* [JOB]:
Pick out each line below that contains the string "given", and copy every such line in full.

Segmentation mask data
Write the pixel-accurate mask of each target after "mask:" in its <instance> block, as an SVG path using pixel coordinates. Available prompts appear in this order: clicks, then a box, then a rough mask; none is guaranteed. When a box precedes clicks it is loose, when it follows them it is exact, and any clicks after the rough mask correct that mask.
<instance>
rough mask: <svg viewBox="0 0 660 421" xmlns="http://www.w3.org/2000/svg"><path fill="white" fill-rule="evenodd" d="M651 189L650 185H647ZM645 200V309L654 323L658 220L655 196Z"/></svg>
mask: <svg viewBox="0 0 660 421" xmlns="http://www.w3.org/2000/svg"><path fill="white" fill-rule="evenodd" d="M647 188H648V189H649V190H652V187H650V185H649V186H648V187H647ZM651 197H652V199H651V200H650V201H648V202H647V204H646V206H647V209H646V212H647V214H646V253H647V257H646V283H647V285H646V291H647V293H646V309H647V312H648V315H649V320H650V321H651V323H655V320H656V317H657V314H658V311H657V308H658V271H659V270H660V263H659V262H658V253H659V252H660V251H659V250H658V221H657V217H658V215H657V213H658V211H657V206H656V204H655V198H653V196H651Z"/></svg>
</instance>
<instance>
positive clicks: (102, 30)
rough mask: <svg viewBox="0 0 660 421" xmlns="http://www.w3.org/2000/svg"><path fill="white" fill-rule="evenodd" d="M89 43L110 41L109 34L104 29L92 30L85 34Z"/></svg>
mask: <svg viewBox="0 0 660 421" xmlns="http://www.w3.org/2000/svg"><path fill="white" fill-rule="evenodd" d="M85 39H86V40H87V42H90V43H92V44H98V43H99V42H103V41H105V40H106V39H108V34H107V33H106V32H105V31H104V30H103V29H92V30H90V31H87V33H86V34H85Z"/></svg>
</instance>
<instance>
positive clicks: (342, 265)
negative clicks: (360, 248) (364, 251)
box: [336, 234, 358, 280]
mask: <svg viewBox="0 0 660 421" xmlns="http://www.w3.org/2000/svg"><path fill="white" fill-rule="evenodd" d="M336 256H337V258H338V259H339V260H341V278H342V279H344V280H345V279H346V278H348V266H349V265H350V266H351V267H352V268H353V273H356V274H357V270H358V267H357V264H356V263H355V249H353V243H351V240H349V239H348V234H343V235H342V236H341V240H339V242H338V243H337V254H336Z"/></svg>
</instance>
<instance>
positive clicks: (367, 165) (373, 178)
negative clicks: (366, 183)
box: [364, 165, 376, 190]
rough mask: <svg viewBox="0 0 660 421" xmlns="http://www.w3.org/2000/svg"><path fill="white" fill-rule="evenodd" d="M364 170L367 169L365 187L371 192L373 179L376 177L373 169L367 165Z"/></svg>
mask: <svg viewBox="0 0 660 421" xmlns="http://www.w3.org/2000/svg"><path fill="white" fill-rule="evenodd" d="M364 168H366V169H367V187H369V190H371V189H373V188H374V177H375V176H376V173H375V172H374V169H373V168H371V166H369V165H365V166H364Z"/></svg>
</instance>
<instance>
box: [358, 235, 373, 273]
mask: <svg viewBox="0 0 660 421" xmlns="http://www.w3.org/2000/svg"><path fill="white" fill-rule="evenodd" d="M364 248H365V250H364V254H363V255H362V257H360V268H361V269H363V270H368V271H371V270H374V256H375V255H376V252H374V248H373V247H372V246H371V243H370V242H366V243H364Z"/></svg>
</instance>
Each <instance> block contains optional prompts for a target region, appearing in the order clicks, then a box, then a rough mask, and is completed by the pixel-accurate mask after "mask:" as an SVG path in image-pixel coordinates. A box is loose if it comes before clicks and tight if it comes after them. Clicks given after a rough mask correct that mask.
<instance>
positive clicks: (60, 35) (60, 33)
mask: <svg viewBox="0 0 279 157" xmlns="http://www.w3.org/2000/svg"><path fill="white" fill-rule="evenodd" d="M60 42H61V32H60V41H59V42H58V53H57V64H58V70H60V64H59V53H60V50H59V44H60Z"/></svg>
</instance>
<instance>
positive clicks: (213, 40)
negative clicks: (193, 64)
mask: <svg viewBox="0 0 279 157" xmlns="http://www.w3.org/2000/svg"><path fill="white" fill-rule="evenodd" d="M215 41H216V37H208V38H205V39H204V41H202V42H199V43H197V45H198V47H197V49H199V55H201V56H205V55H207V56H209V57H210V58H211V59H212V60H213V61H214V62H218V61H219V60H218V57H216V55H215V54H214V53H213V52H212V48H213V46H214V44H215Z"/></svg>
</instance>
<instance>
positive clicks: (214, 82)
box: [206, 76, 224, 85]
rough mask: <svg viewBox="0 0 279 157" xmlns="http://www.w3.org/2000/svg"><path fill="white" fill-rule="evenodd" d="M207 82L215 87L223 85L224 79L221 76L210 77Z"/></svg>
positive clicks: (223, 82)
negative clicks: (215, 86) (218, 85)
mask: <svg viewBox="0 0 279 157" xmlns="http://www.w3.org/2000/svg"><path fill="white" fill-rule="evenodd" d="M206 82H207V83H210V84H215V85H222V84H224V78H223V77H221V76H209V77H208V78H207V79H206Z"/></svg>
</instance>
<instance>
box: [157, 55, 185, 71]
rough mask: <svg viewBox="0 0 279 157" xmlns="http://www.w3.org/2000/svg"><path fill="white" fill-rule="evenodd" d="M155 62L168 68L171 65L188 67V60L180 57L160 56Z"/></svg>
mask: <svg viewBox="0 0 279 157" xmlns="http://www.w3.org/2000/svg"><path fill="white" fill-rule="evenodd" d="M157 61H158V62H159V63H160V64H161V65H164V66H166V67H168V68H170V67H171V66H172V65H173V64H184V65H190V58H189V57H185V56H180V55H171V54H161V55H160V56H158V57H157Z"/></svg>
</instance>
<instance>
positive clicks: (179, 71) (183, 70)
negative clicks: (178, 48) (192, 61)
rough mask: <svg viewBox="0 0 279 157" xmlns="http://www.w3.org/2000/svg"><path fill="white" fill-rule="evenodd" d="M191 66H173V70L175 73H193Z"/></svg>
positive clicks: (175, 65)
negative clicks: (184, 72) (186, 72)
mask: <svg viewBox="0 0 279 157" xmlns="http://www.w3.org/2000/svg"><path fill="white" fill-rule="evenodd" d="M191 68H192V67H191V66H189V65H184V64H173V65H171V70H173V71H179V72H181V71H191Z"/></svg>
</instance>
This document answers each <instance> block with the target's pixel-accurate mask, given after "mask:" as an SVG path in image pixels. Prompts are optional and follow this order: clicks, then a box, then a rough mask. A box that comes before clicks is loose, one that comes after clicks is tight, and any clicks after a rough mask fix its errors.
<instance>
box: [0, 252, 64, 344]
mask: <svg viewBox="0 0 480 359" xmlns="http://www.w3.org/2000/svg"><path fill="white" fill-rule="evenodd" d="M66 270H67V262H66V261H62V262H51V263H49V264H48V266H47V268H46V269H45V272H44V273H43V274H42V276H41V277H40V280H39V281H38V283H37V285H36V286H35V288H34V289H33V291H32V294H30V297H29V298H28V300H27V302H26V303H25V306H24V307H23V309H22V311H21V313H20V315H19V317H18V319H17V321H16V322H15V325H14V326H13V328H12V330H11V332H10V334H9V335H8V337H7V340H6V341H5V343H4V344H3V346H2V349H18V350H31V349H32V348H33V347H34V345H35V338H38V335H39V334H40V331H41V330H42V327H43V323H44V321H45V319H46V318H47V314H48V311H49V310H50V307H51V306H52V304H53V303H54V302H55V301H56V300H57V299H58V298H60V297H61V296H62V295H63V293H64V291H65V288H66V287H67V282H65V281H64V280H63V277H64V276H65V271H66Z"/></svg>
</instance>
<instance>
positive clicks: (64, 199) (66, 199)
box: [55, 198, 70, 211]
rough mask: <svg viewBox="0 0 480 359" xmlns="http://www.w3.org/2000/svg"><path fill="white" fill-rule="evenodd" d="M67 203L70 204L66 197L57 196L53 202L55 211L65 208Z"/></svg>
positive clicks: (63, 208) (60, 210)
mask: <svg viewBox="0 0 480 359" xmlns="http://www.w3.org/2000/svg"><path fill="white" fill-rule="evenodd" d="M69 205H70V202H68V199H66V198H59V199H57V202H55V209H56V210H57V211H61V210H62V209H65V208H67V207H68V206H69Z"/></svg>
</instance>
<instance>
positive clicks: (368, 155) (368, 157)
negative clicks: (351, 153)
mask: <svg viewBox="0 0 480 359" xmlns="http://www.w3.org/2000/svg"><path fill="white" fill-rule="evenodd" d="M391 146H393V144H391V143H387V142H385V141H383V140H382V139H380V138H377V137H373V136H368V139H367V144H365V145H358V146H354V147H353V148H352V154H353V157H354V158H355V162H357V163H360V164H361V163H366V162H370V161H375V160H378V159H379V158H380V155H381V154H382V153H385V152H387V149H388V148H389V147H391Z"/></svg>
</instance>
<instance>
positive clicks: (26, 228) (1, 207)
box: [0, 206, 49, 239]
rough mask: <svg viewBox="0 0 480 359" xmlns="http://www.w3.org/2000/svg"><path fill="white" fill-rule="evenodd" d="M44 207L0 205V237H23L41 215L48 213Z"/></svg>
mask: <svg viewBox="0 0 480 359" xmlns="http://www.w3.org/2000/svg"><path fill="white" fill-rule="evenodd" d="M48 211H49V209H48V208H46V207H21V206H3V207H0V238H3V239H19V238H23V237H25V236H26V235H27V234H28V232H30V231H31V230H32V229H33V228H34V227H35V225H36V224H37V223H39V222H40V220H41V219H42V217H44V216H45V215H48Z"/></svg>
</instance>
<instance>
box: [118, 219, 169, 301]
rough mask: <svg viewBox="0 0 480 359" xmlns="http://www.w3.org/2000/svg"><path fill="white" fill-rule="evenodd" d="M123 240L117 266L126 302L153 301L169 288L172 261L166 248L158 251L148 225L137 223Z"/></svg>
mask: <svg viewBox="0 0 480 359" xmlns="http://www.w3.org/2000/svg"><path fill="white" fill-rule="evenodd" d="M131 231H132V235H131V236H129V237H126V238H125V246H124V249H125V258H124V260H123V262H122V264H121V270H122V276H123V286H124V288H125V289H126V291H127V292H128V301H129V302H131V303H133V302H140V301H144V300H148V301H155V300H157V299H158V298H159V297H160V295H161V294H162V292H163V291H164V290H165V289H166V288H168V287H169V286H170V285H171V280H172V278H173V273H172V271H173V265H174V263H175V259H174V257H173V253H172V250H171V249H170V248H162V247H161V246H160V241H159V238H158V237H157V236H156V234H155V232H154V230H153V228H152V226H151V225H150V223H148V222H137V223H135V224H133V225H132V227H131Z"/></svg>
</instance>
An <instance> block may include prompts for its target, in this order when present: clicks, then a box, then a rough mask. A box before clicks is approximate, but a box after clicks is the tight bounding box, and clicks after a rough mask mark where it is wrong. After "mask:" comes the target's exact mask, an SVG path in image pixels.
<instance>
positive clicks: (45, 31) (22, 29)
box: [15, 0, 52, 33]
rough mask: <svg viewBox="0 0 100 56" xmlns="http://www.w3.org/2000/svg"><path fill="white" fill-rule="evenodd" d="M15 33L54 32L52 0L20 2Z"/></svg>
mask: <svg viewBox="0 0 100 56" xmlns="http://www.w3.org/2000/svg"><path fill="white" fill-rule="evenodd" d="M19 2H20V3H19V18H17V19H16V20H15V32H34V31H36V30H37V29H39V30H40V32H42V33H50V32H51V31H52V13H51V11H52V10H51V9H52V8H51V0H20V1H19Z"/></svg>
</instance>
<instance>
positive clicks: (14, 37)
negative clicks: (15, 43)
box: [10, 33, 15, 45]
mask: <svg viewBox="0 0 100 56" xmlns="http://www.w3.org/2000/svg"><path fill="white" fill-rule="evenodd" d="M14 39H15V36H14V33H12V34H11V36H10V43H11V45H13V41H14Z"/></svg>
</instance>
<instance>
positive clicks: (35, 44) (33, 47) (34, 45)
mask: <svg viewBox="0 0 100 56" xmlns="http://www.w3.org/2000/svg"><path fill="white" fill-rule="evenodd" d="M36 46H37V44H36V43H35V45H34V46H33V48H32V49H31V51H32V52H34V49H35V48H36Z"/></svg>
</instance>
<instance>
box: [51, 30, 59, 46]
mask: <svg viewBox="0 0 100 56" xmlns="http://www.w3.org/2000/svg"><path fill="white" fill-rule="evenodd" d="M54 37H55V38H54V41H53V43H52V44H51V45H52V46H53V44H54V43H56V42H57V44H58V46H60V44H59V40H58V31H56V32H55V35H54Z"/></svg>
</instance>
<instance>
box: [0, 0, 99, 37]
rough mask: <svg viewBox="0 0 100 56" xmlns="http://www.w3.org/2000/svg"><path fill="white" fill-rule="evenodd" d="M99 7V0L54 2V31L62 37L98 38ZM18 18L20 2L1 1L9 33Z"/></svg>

* [ANSWER TO THE PROBLEM]:
Each <instance> block contains optional prompts for a target region, appearing in the order clicks, then a box, then a rough mask, and is completed by the pixel-accurate mask after "mask:" as an SVG path in image-pixel coordinates. A box is loose if it comes before clicks and tight if it comes after them. Clicks given after a rough mask correct that mask.
This document answers each <instance> block with the target's pixel-accurate mask, given after "mask:" as an SVG path in image pixels. Prompts are optional and follow this order: clicks, then a box, then a rough mask. A box that comes before clicks is loose, one that comes after clicks is tight, and any clicks after a rough mask fix its errors.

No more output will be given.